WHAT YOU ARE ASKED TO DO:
Write out exactly the lines from the one containing "the low stone" through the last line of the records below, including both.

INPUT MATERIAL:
......

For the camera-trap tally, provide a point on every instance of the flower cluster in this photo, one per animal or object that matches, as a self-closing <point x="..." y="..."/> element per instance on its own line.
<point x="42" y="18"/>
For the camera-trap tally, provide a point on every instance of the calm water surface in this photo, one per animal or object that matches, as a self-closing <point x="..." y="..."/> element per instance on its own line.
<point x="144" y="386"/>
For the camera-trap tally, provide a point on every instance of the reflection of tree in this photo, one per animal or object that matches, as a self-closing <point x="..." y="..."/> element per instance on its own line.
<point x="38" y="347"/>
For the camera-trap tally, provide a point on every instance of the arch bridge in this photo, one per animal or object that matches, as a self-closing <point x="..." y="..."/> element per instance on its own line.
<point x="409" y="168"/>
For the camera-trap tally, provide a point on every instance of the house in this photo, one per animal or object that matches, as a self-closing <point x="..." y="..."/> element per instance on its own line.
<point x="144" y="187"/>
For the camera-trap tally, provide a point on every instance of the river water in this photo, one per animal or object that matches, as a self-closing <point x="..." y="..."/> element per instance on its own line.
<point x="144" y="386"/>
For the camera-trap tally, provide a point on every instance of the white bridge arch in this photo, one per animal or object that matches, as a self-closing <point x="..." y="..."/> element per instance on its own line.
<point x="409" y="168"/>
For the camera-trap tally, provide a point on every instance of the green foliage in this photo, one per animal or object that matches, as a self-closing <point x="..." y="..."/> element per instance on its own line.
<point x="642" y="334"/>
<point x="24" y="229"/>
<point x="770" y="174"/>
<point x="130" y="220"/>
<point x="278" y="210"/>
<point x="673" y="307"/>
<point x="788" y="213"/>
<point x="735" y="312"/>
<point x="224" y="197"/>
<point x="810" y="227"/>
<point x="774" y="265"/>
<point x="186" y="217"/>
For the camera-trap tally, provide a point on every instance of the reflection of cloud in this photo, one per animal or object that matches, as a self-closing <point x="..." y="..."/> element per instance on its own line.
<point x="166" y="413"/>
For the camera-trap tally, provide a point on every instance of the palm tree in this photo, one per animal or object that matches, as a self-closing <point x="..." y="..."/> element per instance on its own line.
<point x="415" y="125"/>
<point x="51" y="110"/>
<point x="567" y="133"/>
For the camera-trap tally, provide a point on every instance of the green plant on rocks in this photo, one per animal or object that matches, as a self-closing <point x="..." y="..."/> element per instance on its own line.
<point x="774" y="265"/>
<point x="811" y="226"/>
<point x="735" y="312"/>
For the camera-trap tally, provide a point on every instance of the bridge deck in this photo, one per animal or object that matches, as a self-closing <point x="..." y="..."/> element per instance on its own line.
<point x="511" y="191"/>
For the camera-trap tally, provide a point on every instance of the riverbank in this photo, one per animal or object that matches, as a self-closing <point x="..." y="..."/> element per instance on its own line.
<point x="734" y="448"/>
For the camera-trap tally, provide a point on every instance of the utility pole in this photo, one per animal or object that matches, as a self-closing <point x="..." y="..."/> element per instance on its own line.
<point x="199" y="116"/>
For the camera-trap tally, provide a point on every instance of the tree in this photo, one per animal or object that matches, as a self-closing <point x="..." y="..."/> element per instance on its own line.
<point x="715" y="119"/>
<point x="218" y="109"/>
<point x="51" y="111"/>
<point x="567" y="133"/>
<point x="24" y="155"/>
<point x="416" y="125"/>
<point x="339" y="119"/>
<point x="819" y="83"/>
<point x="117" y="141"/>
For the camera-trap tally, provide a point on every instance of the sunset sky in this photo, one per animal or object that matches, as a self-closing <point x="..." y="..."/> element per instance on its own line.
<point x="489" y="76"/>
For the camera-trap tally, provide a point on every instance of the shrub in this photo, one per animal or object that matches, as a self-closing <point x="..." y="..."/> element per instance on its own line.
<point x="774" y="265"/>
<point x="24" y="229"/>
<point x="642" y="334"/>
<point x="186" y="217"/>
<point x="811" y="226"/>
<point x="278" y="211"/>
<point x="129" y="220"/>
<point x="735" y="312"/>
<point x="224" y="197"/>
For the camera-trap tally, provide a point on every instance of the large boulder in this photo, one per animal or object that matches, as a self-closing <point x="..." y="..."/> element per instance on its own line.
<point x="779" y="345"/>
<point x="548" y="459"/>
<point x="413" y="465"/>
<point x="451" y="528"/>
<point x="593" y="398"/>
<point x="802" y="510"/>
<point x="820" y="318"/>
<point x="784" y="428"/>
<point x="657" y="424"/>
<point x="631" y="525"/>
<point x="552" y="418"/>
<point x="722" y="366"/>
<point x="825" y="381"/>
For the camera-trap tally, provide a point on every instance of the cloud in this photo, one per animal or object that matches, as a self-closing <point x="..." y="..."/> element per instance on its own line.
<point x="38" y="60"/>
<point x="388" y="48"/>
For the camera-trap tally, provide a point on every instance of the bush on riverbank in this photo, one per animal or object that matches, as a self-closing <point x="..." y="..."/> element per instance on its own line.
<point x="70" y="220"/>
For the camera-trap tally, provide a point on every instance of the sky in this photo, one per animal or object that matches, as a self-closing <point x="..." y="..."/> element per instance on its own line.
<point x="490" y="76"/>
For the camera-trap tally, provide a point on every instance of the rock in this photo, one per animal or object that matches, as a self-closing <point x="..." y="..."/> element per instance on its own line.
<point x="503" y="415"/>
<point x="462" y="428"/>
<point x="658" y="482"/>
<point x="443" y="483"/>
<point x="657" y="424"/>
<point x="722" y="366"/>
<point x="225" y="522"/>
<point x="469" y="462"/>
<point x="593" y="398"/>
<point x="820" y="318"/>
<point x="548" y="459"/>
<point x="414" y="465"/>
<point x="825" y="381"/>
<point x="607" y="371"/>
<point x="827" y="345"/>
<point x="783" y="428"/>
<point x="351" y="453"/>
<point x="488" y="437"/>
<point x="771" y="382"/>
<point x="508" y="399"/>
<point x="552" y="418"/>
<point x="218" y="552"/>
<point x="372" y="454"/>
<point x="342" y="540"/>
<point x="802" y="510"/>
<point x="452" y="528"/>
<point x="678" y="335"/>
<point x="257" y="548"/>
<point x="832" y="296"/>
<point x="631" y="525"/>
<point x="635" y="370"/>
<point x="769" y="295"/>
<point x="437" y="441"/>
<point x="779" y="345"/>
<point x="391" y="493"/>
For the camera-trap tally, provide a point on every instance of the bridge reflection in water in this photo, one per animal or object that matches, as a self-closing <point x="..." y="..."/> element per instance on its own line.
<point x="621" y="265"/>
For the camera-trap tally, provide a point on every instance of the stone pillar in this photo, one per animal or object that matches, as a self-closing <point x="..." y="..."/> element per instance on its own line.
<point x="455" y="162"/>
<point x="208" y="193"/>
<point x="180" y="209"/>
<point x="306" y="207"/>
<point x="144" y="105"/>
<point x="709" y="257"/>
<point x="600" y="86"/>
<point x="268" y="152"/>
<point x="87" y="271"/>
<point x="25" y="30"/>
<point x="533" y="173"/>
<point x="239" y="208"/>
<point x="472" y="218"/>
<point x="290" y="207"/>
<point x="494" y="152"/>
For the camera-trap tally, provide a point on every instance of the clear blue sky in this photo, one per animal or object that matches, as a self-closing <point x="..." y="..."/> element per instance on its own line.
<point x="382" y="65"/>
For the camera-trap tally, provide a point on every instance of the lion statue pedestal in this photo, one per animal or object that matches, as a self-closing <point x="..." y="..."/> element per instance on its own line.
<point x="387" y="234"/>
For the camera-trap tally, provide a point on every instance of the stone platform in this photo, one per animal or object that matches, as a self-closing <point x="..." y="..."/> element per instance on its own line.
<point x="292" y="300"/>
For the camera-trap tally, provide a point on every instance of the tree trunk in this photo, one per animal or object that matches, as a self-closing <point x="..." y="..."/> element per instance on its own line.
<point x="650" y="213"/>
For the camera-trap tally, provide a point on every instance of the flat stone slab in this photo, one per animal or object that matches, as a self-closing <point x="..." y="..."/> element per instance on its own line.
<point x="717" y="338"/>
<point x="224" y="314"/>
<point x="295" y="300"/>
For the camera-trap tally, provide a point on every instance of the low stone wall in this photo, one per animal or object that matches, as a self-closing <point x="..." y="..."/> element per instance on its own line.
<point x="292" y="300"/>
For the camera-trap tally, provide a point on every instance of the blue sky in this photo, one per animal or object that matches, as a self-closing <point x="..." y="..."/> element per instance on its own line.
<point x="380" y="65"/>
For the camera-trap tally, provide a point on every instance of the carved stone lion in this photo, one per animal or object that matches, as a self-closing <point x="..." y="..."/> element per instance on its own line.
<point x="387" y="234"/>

......

FINISHED EXERCISE:
For the camera-trap tally, provide a point on every instance of the low stone wall in this photo, one per animal or object that matches, as a self-closing <point x="..." y="..."/> element per instance on its own line.
<point x="292" y="300"/>
For the camera-trap tally, provide a point on every instance of the blue sky in this photo, one per animal or object that matches, as a self-closing <point x="..." y="..."/> element per instance on its own line.
<point x="380" y="65"/>
For the camera-trap tally, provide a point on every instance of the carved stone lion in this photo, one per animal or object that matches, as a self-closing <point x="..." y="..."/> element per instance on its own line.
<point x="387" y="234"/>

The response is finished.